___ Dataset ___

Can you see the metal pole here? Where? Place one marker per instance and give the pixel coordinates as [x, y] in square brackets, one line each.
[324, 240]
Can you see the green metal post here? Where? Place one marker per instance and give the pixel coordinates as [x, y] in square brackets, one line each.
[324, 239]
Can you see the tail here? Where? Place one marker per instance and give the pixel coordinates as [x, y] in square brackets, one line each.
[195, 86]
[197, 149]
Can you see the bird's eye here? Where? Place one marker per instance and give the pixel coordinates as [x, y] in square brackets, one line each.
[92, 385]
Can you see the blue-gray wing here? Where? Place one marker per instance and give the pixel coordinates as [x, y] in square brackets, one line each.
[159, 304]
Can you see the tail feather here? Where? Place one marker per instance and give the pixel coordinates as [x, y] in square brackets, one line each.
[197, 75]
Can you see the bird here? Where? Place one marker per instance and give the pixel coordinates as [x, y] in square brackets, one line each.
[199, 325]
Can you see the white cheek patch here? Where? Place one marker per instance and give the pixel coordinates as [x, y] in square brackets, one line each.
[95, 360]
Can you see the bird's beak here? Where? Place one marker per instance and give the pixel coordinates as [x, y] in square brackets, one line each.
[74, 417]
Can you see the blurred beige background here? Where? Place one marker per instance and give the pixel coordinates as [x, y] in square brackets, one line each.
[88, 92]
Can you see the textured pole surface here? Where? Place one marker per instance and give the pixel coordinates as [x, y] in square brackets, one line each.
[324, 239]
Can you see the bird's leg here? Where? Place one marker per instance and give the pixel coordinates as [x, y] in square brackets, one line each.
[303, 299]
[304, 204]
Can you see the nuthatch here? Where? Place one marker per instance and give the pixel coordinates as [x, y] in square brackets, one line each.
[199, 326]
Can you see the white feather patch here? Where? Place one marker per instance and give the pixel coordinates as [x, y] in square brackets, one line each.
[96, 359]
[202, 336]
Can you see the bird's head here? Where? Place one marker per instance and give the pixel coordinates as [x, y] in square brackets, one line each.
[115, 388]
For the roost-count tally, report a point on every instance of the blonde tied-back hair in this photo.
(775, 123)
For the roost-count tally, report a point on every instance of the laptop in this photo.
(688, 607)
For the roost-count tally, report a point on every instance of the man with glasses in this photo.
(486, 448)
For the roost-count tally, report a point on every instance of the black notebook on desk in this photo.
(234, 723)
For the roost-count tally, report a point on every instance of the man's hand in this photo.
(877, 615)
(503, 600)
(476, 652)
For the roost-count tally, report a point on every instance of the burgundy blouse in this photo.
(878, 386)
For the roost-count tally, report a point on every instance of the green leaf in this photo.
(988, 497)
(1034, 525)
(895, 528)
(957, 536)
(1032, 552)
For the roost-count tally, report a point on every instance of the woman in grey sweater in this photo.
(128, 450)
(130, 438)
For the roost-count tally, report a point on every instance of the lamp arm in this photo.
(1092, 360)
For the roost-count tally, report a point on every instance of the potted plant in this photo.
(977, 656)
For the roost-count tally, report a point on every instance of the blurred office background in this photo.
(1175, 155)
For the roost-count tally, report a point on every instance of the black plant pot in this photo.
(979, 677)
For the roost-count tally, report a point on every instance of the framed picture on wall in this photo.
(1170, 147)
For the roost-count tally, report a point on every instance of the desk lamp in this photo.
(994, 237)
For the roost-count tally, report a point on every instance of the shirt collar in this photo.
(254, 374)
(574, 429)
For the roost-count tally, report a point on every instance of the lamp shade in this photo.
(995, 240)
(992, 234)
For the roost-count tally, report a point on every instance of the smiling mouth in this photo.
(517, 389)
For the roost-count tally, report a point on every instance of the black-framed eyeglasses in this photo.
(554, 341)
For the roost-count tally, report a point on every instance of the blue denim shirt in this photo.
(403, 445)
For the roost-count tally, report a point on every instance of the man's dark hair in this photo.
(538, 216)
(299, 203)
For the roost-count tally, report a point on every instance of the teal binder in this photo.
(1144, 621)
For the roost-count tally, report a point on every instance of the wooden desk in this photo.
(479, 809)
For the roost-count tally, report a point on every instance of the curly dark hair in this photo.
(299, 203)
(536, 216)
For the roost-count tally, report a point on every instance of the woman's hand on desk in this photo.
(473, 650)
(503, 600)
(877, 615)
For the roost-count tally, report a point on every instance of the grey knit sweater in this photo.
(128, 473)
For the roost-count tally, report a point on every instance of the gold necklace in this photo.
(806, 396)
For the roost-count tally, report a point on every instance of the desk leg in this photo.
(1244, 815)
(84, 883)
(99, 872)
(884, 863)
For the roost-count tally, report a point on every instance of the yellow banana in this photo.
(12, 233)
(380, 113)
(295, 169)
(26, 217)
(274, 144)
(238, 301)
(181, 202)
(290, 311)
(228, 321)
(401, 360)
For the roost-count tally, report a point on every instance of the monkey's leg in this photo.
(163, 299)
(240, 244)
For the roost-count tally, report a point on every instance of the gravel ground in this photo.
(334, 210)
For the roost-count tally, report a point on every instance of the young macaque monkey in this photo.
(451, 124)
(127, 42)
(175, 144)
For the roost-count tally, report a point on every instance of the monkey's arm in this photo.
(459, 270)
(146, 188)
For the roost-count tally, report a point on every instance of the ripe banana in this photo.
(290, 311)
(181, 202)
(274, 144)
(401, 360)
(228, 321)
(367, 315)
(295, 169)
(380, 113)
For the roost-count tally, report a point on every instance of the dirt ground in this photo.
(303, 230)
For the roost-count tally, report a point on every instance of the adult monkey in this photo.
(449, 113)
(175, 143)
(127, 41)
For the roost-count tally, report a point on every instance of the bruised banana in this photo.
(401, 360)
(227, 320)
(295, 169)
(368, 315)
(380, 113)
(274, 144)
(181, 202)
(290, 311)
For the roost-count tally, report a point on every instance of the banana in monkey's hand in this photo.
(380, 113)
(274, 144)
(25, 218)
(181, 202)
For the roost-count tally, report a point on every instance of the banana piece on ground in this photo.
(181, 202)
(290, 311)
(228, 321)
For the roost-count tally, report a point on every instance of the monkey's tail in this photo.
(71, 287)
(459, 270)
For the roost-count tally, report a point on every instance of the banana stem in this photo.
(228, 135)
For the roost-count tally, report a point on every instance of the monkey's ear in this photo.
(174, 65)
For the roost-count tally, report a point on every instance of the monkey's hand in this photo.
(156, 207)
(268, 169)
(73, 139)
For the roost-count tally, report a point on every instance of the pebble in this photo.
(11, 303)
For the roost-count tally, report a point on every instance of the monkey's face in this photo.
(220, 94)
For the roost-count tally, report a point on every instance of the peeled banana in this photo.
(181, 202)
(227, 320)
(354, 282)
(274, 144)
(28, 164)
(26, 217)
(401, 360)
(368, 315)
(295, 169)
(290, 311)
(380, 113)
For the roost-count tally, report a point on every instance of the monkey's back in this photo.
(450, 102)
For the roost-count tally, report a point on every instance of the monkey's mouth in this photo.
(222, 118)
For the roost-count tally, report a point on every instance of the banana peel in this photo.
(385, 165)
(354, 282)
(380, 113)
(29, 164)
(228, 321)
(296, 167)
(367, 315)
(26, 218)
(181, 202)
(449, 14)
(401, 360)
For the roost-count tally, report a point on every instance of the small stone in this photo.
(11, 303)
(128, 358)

___
___ Dataset ___

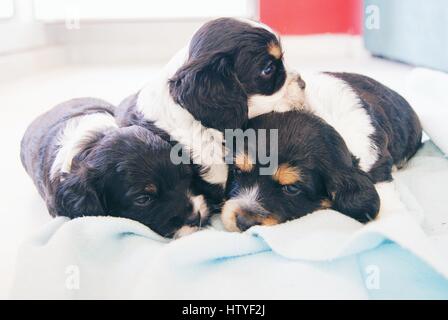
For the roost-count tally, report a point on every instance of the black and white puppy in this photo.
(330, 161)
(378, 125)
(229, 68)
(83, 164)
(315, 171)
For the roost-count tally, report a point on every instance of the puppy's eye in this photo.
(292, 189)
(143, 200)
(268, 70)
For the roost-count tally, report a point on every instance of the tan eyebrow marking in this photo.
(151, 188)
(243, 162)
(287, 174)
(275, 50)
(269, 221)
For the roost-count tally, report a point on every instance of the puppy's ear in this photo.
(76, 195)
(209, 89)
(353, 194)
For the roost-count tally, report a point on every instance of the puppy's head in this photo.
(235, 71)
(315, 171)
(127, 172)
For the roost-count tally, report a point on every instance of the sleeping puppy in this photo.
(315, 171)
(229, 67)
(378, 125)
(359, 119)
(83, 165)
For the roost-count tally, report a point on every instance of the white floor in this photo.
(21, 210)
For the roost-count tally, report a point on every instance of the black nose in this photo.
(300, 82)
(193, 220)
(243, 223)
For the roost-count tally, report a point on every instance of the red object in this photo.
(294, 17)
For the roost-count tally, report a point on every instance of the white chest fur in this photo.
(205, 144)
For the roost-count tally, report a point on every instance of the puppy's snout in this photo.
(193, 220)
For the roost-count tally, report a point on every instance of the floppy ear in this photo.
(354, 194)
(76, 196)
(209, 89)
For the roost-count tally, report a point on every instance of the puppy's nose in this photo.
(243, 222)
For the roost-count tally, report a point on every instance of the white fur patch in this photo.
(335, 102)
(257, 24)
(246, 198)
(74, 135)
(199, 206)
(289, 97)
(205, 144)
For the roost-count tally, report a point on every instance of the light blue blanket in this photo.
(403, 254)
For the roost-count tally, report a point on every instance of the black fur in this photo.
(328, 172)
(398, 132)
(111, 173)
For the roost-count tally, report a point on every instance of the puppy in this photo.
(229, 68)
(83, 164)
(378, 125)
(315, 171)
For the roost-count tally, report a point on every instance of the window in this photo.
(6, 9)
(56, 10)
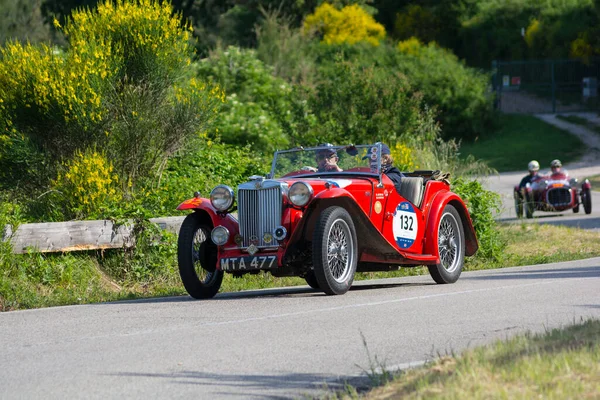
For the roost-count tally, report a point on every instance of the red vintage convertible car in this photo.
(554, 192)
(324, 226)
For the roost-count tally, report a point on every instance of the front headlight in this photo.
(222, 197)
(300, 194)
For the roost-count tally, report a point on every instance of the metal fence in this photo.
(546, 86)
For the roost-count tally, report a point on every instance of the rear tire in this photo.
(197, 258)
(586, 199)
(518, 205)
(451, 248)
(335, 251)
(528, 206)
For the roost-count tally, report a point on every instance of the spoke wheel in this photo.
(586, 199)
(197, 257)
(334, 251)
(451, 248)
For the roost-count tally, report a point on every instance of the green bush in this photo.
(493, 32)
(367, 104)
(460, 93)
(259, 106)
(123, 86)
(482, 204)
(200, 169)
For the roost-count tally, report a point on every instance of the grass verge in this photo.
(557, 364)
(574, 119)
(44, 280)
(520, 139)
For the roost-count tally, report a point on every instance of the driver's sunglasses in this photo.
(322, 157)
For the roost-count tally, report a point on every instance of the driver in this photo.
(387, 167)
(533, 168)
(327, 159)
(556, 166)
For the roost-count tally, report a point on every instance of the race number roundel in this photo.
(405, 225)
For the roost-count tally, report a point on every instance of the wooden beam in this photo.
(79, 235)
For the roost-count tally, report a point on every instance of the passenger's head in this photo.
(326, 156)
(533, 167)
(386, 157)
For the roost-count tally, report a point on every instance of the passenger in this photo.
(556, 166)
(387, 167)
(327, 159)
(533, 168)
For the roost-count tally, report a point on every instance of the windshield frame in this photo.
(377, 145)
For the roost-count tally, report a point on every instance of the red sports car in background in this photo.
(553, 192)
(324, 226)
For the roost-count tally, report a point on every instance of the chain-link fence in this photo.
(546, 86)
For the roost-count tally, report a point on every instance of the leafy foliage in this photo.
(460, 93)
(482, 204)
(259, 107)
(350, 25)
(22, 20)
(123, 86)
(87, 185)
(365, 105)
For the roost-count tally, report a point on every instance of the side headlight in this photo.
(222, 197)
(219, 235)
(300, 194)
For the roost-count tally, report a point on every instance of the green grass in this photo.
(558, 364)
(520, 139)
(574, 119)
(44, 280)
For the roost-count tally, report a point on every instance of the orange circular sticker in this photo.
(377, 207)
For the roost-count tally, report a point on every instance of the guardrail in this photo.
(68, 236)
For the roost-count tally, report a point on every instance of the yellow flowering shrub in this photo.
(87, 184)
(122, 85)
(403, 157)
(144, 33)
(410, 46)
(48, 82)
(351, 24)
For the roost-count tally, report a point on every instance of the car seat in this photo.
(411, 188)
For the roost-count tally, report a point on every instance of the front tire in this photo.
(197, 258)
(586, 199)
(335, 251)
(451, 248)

___

What is needed: Print word for word the lines of the items, starting with the line that contains "shirt in this photo." and going on through the line that contains "(1144, 621)".

Final answer:
For the roost-count tally, report a point on every instance of the blue denim shirt in this photo.
(403, 445)
For the roost-count tally, report a point on every instance of the man's dark hair in this photo.
(538, 216)
(299, 203)
For the roost-count tally, report a point on every instance of the teal binder in this photo.
(1144, 621)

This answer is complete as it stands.